Which lines in the records below contain the string "sneaker"? Pick out each of those lines and copy it in full, counting only matches with the same uppercase and lowercase letters.

* Begin Supplied records *

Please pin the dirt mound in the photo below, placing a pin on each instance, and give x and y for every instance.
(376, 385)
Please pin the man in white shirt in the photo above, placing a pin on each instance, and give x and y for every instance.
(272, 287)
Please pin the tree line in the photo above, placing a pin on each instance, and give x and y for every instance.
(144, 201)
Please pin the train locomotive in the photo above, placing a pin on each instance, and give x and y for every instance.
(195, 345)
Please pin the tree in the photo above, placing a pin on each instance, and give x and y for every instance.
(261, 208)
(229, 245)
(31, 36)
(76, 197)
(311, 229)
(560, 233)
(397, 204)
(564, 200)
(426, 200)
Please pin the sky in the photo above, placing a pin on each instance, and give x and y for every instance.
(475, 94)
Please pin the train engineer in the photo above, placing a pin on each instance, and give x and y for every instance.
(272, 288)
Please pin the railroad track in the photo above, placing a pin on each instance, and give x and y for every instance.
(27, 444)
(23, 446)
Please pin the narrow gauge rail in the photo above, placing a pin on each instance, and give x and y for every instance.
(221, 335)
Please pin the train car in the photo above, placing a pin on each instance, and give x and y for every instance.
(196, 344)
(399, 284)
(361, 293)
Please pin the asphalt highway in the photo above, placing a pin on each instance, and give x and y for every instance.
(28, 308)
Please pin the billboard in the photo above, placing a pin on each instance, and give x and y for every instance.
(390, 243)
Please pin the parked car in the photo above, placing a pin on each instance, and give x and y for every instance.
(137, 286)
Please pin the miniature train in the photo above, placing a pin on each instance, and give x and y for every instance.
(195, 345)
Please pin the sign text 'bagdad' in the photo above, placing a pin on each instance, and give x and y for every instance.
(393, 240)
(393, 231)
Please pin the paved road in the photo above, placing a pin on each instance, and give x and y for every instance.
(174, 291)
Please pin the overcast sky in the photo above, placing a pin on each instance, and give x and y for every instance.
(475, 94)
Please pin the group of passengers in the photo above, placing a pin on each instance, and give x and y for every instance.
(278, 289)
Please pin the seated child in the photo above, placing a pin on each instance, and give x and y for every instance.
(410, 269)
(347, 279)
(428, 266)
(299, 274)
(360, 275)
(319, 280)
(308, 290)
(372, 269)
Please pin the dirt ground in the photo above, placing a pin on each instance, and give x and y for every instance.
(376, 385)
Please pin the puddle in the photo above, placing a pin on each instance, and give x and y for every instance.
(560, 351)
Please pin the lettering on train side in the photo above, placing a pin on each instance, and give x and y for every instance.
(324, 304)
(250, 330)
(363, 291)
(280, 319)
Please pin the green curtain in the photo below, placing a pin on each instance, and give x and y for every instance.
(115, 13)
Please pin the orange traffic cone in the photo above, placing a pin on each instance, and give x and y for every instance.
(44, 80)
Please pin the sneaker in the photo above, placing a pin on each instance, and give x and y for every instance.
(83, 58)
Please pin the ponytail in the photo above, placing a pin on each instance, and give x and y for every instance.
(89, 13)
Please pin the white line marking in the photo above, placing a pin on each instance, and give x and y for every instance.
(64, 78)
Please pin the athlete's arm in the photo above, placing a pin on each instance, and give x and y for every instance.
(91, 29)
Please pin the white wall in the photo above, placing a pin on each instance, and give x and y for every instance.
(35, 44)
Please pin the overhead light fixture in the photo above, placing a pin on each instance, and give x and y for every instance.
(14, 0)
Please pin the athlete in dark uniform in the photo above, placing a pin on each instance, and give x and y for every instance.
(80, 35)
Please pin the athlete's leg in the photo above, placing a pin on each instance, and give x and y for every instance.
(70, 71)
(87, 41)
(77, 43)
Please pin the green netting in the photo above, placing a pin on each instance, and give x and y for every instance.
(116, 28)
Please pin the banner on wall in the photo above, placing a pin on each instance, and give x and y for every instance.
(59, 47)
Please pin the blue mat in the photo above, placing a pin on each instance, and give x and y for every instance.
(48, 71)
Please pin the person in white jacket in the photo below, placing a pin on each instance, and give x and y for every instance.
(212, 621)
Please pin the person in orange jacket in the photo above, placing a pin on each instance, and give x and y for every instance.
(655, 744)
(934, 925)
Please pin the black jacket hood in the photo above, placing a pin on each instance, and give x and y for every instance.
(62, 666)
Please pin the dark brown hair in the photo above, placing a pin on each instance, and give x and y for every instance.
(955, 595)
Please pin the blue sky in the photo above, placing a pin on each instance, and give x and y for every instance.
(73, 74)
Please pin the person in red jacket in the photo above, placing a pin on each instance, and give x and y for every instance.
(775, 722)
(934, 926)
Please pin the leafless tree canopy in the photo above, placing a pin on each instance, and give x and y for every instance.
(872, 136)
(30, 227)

* End Supplied records *
* Begin Supplied records *

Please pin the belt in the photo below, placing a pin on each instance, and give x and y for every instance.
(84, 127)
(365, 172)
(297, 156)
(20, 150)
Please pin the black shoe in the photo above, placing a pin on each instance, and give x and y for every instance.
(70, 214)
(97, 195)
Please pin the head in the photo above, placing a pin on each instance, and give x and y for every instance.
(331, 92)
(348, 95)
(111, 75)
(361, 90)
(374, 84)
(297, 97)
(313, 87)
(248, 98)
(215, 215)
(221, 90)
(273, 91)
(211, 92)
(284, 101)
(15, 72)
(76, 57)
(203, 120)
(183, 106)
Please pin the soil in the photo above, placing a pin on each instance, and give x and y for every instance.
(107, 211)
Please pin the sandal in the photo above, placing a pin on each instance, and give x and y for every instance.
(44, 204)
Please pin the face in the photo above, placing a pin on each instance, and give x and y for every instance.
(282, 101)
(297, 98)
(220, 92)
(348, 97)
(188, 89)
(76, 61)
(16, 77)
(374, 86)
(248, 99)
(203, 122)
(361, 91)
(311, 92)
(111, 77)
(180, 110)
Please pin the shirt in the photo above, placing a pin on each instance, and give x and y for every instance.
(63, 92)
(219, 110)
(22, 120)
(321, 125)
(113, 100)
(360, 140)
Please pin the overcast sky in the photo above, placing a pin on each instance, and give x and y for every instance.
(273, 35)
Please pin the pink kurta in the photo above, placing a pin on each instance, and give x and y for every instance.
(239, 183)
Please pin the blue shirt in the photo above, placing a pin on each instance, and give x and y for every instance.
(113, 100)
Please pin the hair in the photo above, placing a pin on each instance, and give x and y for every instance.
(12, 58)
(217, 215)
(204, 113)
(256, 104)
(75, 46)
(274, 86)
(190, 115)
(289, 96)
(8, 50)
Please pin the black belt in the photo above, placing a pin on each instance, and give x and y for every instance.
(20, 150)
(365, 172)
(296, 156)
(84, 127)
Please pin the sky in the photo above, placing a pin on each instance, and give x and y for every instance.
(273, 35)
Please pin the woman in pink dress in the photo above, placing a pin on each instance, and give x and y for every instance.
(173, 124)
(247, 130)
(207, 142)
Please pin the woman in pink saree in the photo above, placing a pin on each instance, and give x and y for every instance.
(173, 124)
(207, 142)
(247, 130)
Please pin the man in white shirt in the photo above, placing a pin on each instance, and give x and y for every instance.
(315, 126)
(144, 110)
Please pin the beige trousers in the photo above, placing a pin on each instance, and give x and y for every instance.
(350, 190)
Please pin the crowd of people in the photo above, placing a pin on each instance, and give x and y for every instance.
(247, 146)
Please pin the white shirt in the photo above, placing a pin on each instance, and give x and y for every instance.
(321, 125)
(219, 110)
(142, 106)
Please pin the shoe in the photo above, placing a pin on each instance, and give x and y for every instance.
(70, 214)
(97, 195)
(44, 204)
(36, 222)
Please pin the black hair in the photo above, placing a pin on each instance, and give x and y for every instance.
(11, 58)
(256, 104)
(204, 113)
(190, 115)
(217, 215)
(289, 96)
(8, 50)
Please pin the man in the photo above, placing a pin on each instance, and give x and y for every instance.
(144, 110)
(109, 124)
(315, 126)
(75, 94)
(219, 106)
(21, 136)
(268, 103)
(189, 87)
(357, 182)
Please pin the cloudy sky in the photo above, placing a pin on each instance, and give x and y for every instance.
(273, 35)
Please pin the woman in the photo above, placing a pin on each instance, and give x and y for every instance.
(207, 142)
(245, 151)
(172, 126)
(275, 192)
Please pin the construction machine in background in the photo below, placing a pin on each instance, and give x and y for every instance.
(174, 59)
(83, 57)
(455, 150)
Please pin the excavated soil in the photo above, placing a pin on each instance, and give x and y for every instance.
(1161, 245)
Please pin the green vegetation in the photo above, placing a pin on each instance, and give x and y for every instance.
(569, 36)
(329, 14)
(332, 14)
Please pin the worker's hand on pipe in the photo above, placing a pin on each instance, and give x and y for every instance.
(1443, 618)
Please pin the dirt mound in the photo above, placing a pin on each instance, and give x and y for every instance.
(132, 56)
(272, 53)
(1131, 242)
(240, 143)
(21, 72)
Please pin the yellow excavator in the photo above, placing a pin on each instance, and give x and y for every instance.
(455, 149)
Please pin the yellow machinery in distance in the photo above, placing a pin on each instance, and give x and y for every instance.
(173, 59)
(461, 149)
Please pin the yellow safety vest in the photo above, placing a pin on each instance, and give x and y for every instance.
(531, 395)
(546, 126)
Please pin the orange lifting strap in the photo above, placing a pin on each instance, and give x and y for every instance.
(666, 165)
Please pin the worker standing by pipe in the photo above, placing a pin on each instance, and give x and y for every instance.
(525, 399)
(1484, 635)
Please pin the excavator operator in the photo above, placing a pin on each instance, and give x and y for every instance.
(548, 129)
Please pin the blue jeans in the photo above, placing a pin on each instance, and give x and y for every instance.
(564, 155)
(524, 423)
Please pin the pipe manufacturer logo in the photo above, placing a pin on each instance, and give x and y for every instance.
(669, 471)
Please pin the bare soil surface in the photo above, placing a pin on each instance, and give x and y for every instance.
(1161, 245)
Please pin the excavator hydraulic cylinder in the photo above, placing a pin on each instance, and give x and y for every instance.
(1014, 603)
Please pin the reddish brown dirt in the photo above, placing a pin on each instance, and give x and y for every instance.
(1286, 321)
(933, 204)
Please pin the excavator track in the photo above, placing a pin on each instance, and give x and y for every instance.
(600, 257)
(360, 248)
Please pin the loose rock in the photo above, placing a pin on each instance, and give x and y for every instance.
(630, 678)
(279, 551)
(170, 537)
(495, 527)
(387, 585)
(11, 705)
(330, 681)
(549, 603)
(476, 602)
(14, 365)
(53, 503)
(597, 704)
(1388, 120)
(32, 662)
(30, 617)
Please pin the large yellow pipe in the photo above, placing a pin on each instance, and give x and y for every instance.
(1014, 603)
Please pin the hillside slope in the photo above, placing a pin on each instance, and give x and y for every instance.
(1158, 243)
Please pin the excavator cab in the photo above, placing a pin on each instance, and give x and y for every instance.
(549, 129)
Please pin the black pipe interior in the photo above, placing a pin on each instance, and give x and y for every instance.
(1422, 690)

* End Supplied records *
* Begin Supplied records *

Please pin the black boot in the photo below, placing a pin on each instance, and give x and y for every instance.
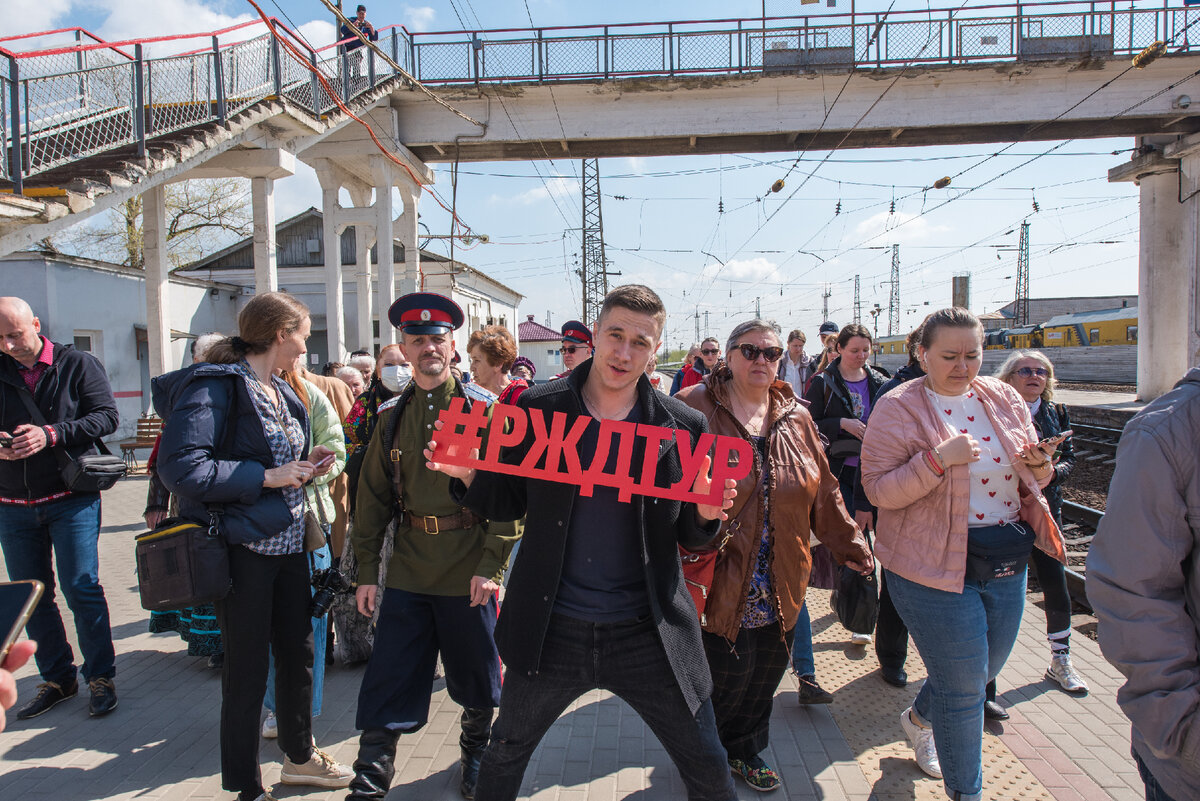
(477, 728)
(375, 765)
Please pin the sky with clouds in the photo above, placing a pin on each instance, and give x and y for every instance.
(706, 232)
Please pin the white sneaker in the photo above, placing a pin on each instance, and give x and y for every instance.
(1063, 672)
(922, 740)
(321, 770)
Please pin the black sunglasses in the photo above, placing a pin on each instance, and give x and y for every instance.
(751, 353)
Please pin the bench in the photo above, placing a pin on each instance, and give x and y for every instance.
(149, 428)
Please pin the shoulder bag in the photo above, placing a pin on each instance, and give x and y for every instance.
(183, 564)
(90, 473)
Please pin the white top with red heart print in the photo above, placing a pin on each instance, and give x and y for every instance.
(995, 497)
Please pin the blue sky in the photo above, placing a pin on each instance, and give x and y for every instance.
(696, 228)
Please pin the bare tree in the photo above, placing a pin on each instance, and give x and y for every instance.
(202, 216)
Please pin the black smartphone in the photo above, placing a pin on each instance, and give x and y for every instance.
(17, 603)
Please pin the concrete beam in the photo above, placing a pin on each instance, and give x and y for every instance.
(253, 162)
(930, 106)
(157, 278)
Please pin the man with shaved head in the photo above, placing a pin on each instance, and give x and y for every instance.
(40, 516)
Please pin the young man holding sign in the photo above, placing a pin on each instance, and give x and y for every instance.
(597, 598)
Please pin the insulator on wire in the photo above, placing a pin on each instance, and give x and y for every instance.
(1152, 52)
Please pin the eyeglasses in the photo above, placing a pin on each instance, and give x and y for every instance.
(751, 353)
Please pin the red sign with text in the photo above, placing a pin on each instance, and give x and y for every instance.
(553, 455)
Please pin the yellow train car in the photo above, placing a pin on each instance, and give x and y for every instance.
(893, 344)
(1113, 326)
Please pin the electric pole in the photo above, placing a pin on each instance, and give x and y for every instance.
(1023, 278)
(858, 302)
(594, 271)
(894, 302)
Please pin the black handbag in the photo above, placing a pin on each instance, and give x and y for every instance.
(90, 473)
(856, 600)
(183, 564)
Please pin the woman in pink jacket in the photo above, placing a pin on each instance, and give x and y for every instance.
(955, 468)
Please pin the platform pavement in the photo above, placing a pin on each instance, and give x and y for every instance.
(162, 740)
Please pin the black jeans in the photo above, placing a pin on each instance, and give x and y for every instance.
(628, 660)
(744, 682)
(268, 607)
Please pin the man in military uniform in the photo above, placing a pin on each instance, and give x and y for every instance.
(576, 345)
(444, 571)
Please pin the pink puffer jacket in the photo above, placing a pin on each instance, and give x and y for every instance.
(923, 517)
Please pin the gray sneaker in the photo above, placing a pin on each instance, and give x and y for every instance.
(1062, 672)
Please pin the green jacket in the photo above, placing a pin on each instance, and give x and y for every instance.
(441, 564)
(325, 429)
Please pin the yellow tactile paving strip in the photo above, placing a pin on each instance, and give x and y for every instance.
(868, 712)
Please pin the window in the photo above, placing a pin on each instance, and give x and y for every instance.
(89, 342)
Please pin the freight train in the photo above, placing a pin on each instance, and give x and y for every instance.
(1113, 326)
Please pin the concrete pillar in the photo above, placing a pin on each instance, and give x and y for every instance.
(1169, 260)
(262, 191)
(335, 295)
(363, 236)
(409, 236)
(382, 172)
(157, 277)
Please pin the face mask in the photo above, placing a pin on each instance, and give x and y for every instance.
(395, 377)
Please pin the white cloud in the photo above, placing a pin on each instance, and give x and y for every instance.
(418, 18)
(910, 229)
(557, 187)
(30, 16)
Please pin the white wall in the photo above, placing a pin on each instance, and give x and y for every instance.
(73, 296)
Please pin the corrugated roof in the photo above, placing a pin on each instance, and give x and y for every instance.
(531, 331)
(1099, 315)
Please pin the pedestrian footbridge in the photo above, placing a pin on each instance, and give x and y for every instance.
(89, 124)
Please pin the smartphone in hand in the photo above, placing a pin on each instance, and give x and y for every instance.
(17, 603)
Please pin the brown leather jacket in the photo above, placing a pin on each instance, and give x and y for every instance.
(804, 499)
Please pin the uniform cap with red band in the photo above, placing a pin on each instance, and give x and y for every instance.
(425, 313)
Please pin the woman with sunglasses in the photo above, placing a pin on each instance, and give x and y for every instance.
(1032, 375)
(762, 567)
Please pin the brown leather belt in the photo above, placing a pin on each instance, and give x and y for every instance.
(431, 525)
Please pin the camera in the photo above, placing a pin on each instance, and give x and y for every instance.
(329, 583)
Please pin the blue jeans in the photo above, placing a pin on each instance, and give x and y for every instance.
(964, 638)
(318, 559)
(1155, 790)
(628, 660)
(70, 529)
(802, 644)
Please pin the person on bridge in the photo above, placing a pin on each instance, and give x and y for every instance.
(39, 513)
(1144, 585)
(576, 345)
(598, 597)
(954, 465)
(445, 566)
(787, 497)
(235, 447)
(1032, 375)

* End Supplied records *

◆ **Answer to this problem**
Please pin the sneaker in the photo above, placing a pin on each instance, and give x and y for every instance.
Please pin the white sneaker in the photo above, placing a pin on each instance, and give x and y for every instance.
Please pin the gray sneaker in the photo above, placing a pin on each instance, and give x and y for every instance.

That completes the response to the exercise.